### Yönerge 1
Aşağıdaki satırlardan "house" kelimesini içerenlerin hepsini seçip kopyala. Büyük-küçük harf farkı önemlidir.
··· Sayfa alıntısı
Modernite sevdası ve yirminci yüzyıl özlemi
15 Yıl Önce Güncellendi
2011-11-11 08:54:59
Yirminci yüzyıl insanlığın bütün tarihi boyunca yaptığından daha fazla hatayı bir asra sığdırdığı bir yüzyıl oldu.
Bediüzzaman'ın ifadesiyle beşer "kurûn-u vustânın (orta çağların) vahşetini bir defada kustu." Modernist paradigmanın evrensel yaygınlık kazandığı bu asrın baskın alem telakkisi cidalci, çatışmacı, dışlayıcı, ötekileyici, kendi varlığını ötekinin düşmanlığının üzerine inşa edici, emperyalist, anti-emperyalist, sosyalist yayılmacı, kapitalist kuşatıcı, terörist, caydırıcı, ön alıcı vuruşçu, ikinci vuruş kapasiteci, hasılı canavar bir medeniyet telakkisiydi. Bireysel bazda 'ego', etnik bazda 'kimlik' ve devlet bazında 'millet-devlet' denilen uydurma aktörlerin rol aldıkları bir medeniyet oyunuydu oynanan.
Olmayan şeylerin "-cı"ları olup çıkmıştık...
Savaş olağandışı değil, olağanüstü hal olarak görülüyordu. Soğuk Savaş ise olağan durumdu. Geleneğin ontolojik tutumu yerini Oryantalist epistemolojiye bırakmıştı: Öteki, yanlış yaptığı için öteki değildi... Öteki olduğu için yaptığı her şey yanlış kabul edilmeye mahkûmdu.
Tıpkı kapitalizmin aşırı meta üretimine pazar bulamaması durumunda içten içe çökmesinin kaçınılmaz olduğu gibi, cidalci medeniyet telakkisi de aşırı düşmanlık üretiminin tüketici bulamaz hale gelmesi durumunda çöker. Post-modern arayışlar böyle başladı. Ötekinin doğrusunun doğruluk değerinin berikinin doğrusunun doğruluk değeriyle kıyaslanamaz olduğu kabullenimi çok sesliliğe, çoğulculuğa ve yer yer de mutlu bir kakafoniye yol açtı. Felsefenin, hermenetiğin kalıpları içinde yeniden dirilişi ve Derridacı dekonstrüksiyonist akım, mana kadar değer kalıplarını da anlamsızlaştırdı. Zaten olmayan kimlikler izafileşti; ego, Martin Buber'in Ben ve Sen'indeki sentezciliğinden tutun Arthur Rimbaud'nun "Je est un autre" (Ben ötekidir) sözünde bulduğu kendini ötekinde arayış ahlakçılığına kadar bir dizi yeni anlam kazandı. Egonun yaşadığı dönüşüme paralel olarak millet-devletlerin Fransa gibi kurucu babaları millet-üstü yapıların kurucuları oldular. Göç, karma evlilikler, müziğin, televizyonun ve internetin sınır tanımayan sığ, fakat evrensel dili milletleri millet yapan unsurları anlamsızlaştırdı.
······
··· Verilen veriler
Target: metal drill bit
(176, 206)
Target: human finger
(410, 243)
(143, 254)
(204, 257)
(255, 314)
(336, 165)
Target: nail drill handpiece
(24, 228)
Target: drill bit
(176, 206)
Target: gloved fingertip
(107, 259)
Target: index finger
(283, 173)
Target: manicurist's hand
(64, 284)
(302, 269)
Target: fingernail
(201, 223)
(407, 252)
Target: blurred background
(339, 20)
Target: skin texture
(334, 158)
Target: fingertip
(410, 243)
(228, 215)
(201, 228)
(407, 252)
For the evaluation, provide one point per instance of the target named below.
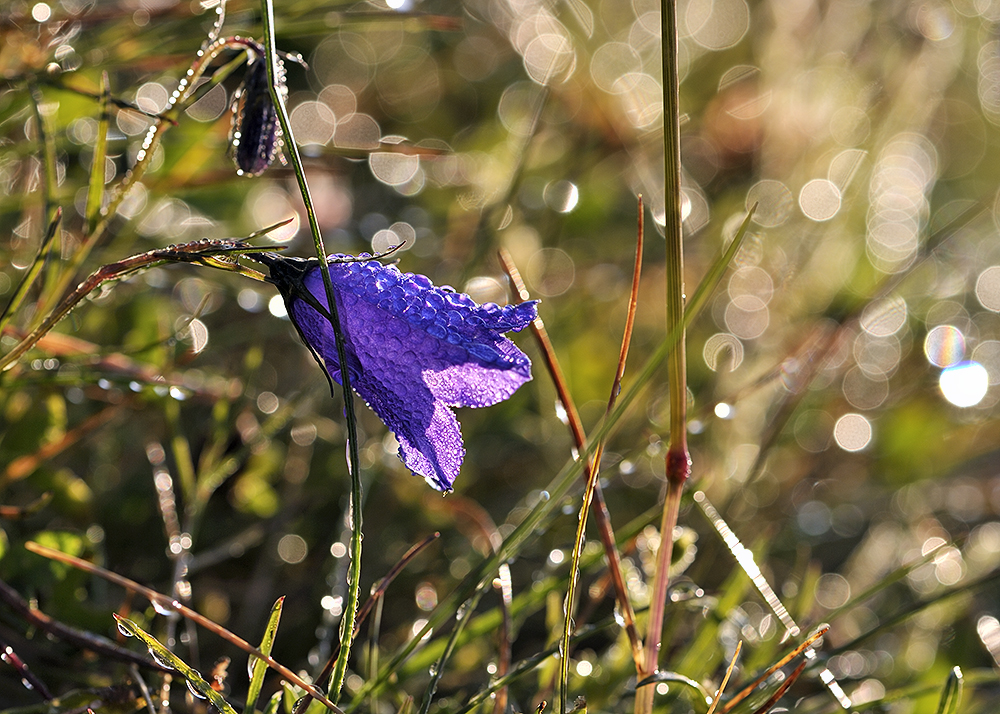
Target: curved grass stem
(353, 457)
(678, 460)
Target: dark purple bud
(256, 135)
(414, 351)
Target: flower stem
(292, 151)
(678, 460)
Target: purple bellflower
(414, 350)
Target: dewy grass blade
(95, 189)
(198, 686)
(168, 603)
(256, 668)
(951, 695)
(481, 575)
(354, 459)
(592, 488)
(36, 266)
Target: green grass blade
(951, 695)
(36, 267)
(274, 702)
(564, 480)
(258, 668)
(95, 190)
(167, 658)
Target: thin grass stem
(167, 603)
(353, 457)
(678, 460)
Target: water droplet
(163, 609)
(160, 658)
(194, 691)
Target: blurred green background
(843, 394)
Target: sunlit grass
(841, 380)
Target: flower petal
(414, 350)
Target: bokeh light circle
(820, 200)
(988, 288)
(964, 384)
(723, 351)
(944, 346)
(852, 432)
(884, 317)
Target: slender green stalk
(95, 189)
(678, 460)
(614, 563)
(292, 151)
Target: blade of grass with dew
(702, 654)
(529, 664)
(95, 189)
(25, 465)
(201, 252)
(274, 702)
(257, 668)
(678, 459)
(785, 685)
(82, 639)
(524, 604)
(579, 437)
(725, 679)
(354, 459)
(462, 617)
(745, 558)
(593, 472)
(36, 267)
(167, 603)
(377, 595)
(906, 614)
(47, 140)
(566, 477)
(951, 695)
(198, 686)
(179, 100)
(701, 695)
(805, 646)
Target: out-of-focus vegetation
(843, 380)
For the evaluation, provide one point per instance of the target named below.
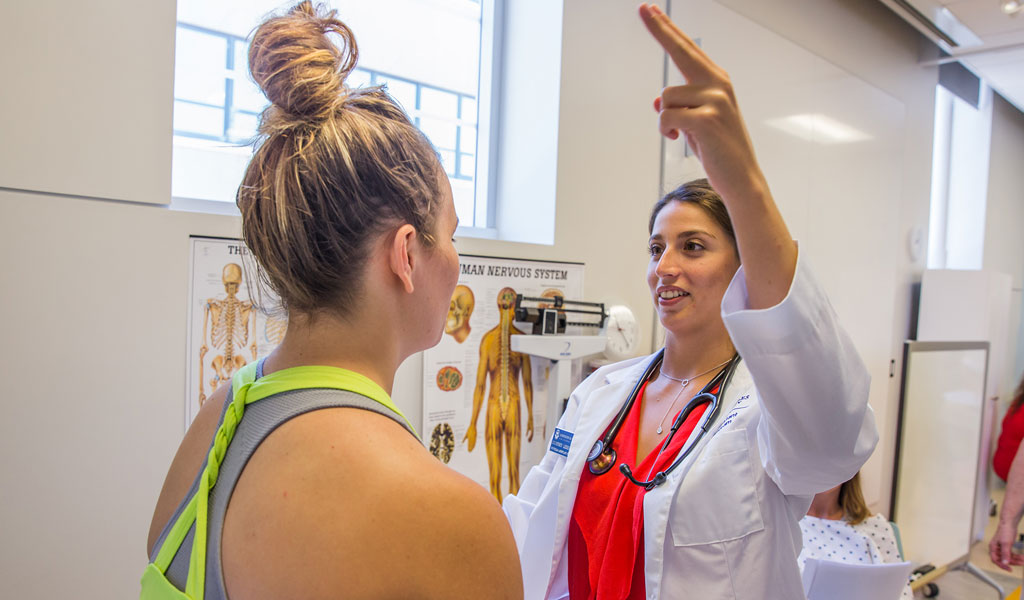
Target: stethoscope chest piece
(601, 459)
······
··· Verilen veriler
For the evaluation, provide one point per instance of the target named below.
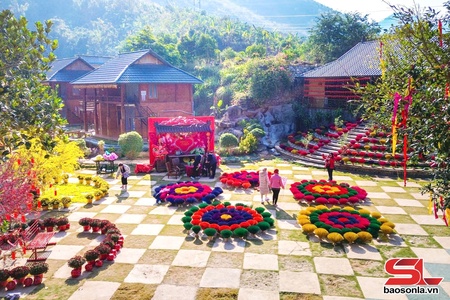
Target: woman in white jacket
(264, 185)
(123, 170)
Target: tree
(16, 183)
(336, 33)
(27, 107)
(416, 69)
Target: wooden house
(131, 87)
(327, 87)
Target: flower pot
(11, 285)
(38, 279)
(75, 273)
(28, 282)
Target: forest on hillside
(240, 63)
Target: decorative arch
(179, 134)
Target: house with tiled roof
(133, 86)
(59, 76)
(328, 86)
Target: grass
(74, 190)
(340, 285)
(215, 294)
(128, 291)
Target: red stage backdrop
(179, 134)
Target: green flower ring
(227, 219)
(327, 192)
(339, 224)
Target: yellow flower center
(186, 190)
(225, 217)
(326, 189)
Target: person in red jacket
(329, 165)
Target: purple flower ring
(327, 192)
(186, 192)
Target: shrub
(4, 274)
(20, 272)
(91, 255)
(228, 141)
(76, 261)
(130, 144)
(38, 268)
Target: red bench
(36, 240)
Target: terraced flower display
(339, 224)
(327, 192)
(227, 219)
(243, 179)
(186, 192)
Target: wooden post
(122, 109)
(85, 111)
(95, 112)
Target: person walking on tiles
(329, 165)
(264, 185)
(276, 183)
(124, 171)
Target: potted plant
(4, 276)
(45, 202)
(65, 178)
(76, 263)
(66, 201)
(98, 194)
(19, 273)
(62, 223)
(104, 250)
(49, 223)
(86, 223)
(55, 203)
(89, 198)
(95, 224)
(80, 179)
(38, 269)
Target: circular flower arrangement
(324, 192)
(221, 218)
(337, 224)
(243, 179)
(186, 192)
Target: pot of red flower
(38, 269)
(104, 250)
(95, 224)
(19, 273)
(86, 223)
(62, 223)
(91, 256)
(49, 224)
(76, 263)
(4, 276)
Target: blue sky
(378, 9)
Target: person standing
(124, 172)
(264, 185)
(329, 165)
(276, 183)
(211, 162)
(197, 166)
······
··· Verilen veriler
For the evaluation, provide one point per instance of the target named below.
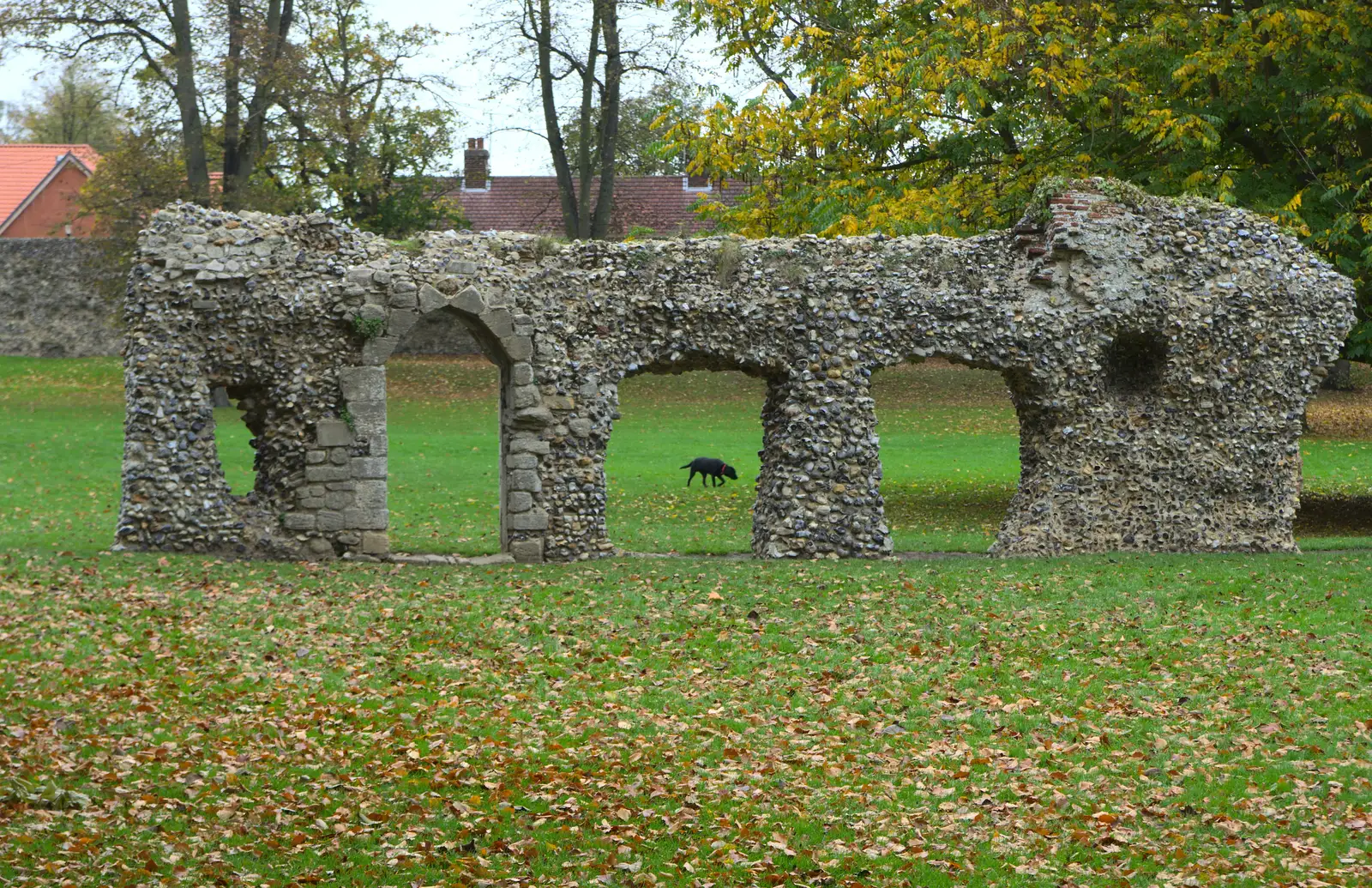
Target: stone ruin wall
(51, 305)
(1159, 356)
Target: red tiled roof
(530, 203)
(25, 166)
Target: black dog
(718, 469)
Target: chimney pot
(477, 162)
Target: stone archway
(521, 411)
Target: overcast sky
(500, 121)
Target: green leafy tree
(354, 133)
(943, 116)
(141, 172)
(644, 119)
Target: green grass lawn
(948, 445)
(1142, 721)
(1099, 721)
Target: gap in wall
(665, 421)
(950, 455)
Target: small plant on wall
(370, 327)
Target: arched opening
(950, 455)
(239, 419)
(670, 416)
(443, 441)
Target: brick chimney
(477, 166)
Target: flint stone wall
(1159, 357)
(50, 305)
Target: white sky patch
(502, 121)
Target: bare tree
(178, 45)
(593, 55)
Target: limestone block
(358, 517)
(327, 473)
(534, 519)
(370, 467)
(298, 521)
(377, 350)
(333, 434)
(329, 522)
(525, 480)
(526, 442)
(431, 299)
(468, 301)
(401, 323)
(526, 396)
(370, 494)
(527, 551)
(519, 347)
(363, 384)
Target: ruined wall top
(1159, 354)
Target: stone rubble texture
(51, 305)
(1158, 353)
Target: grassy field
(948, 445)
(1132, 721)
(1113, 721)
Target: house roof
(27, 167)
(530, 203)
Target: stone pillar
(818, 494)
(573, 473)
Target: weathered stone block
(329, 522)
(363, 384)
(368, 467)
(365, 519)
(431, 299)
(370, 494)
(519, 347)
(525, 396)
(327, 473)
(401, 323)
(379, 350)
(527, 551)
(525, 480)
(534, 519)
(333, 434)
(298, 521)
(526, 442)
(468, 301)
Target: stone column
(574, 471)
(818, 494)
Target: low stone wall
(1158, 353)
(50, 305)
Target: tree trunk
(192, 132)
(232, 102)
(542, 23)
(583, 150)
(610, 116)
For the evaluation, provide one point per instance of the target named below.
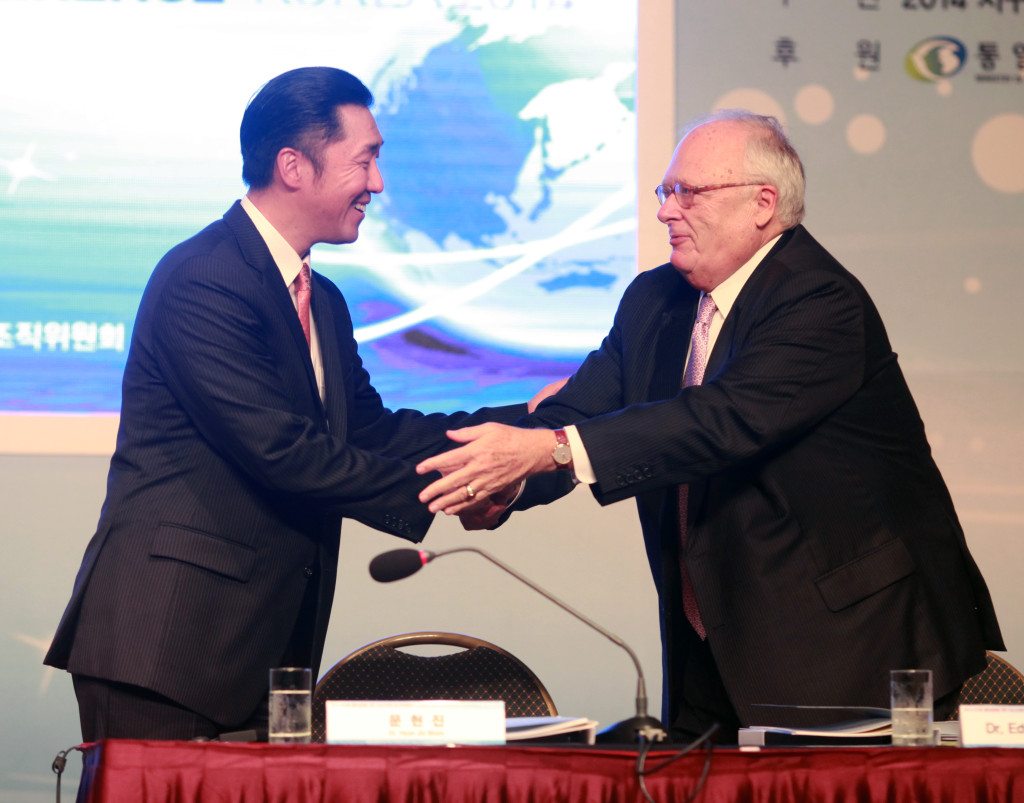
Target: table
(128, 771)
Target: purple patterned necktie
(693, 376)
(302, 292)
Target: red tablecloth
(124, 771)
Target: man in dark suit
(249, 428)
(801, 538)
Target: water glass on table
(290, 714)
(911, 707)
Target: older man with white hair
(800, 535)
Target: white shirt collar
······
### Yönerge 2
Yukarıdaki sayfa alıntısına göre şu ifadelerin her biri için evet veya hayır de ve kararı veren sözleri alıntıdan aynen aktar: (a) Soğuk Savaş olağan durum sayılıyordu. (b) Savaş olağandışı bir durum olarak görülüyordu. (c) Millet-devletlerin kurucu babaları millet-üstü yapıların kurucuları oldu.

### Doğru cevap 1
Target: wooden house
Target: house with tiled roof
Target: house roof

### Doğru cevap 2
(a) Evet: "Soğuk Savaş ise olağan durumdu."
(b) Hayır: "Savaş olağandışı değil, olağanüstü hal olarak görülüyordu."
(c) Evet: "millet-devletlerin Fransa gibi kurucu babaları millet-üstü yapıların kurucuları oldular."